**** Records provided ****

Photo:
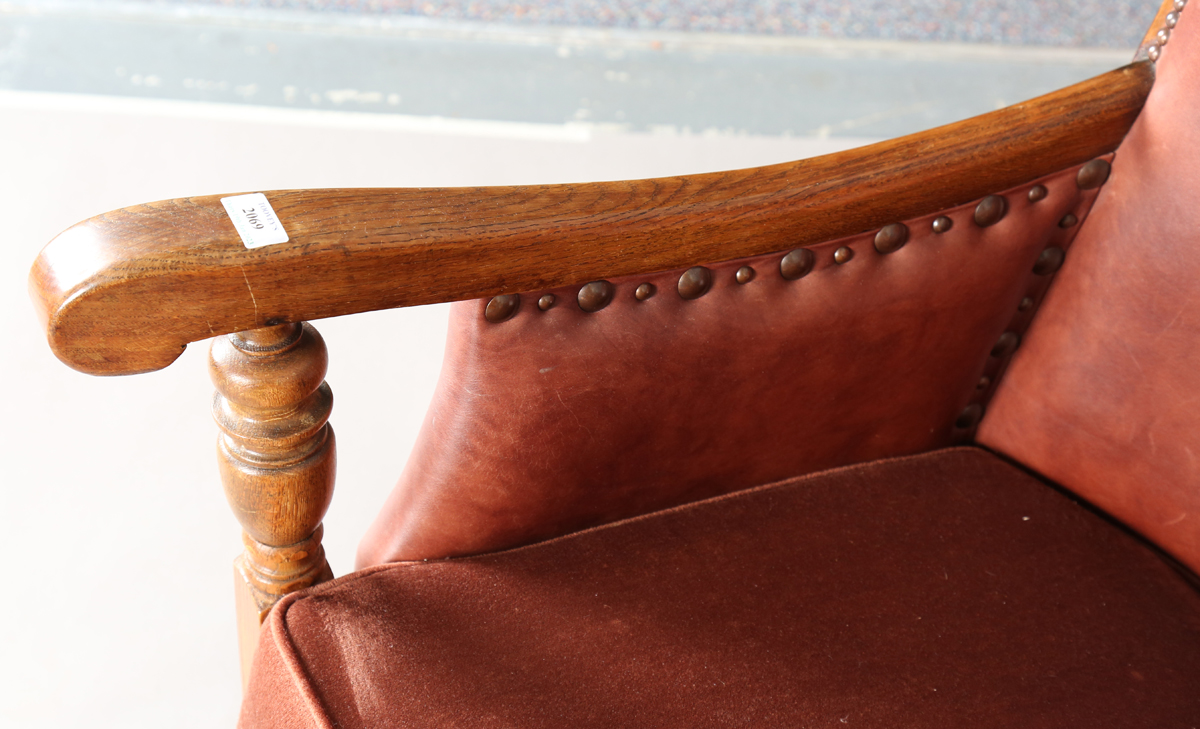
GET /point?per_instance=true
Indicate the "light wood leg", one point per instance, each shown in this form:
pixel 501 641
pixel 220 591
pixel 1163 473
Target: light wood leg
pixel 277 463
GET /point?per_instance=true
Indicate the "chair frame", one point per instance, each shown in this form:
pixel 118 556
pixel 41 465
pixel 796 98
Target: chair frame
pixel 124 293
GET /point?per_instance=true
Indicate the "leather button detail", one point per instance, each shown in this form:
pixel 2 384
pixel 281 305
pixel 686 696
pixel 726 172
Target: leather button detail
pixel 1093 174
pixel 595 295
pixel 797 264
pixel 1050 260
pixel 1006 344
pixel 891 238
pixel 990 210
pixel 695 282
pixel 970 416
pixel 502 307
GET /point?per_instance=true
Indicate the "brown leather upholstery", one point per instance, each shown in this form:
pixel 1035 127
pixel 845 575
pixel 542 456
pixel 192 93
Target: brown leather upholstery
pixel 558 420
pixel 947 589
pixel 1104 395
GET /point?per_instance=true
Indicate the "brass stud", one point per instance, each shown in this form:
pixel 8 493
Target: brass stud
pixel 595 295
pixel 1050 260
pixel 1093 174
pixel 797 264
pixel 695 283
pixel 990 210
pixel 970 416
pixel 1006 344
pixel 502 307
pixel 891 238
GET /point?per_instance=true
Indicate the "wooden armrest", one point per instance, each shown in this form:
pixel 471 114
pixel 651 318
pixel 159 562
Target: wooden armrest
pixel 125 291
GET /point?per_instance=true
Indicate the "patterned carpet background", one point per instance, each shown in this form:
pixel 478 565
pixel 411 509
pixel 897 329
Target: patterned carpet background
pixel 1063 23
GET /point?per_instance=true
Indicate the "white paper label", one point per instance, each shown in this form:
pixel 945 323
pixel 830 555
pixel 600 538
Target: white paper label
pixel 256 222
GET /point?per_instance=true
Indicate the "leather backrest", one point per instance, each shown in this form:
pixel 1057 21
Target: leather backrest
pixel 556 420
pixel 1104 395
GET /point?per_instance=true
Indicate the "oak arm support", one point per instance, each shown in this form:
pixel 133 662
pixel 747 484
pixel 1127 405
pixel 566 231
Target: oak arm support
pixel 125 291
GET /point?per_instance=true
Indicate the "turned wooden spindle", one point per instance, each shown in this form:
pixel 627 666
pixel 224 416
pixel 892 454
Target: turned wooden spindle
pixel 277 462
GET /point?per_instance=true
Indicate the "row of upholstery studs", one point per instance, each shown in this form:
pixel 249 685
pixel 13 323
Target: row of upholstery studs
pixel 1091 175
pixel 1164 34
pixel 696 282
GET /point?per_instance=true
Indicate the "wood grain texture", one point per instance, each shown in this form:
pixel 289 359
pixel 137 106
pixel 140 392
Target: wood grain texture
pixel 277 463
pixel 125 291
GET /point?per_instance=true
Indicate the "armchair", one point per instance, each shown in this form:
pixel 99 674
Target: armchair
pixel 899 435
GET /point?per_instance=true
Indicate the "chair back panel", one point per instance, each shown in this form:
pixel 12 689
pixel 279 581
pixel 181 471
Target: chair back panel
pixel 1104 395
pixel 556 420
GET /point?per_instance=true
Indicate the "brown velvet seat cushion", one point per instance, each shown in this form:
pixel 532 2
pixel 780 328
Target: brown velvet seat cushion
pixel 940 590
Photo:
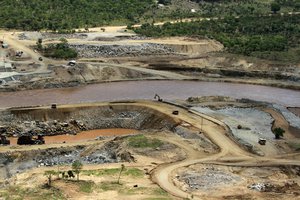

****

» **Goal**:
Please copy all the lines above exactly as they appear, leaving the pictures out of your copy.

» **Response to the task**:
Photo:
GET /point?per_instance=true
Indicate the "light wood leg", one point per instance, each shown in this form:
pixel 501 641
pixel 220 591
pixel 1163 473
Target: light wood leg
pixel 277 463
GET /point?per_instance=true
Indicate the "chair frame", one point per instance, each shown in this form:
pixel 118 556
pixel 41 465
pixel 796 98
Target: chair frame
pixel 124 293
GET /point?per_instance=true
Indicate the "leather button detail", one point per instance, each shown in this form:
pixel 2 384
pixel 281 305
pixel 686 696
pixel 726 172
Target: leather button detail
pixel 1093 174
pixel 595 295
pixel 797 264
pixel 1050 260
pixel 1006 344
pixel 891 238
pixel 990 210
pixel 695 282
pixel 970 416
pixel 502 307
GET /point?per_instance=true
Indicate the "brown leather upholstery", one point per instance, each shown in this form:
pixel 1035 127
pixel 845 575
pixel 542 456
pixel 192 93
Target: brown leather upholstery
pixel 558 420
pixel 947 589
pixel 1104 395
GET /point?per_instance=true
Indicate the "brass stud", one point per instance, each shown in this form:
pixel 8 493
Target: brass stud
pixel 595 295
pixel 1050 260
pixel 1093 174
pixel 797 264
pixel 695 283
pixel 990 210
pixel 970 416
pixel 1006 344
pixel 502 307
pixel 891 238
GET /point?per_instance=true
Indicate the "wooden armrest", one point per instance, each shown in this form:
pixel 471 114
pixel 651 318
pixel 159 562
Target: wooden armrest
pixel 125 291
GET /point?per_instance=true
Indicate the "patterned carpet background", one point per instance, each shown in this form:
pixel 478 565
pixel 411 509
pixel 897 329
Target: patterned carpet background
pixel 1063 23
GET /point?per_instance=true
Indicate the "white paper label", one point per instance, each shown in this form:
pixel 945 323
pixel 830 555
pixel 600 538
Target: white paper label
pixel 256 222
GET /point?per_instance=true
Indicate the "leather backrest", one point per instance, each shown in this form:
pixel 1057 21
Target: leather backrest
pixel 556 420
pixel 1104 395
GET /point?per_instance=true
Indicate the "oak arm support", one point per instance, each shown in this form:
pixel 133 662
pixel 747 484
pixel 1127 405
pixel 566 231
Target: oak arm support
pixel 125 291
GET /point?per_instance=true
Indicate the "turned wooden spindle", one point per instance, each shown in this form:
pixel 627 666
pixel 224 416
pixel 892 454
Target: turned wooden spindle
pixel 277 462
GET /point?per_instance=true
Indicate the "row of upholstery studs", one point per instance, each shown in this form:
pixel 249 685
pixel 13 323
Target: row of upholstery studs
pixel 1091 175
pixel 1164 34
pixel 696 282
GET /point?per_instance=true
Indicate the "wood grain texture", one point per instance, each shown in this form:
pixel 289 359
pixel 137 106
pixel 140 392
Target: wood grain texture
pixel 277 463
pixel 125 291
GET /point?per_instance=true
Indicate the "armchair", one point per instance, each shown in this form:
pixel 99 674
Target: armchair
pixel 899 435
GET /point?per_instance=true
Indicate the "chair back panel", one point per instance, each shown in this form:
pixel 12 689
pixel 279 581
pixel 181 471
Target: chair back panel
pixel 1104 395
pixel 556 420
GET /point?per_instance=true
Indicate the "brown velvet seat cushion", one point per instance, each shown in this form:
pixel 532 2
pixel 780 328
Target: brown velvet seat cushion
pixel 940 590
Photo:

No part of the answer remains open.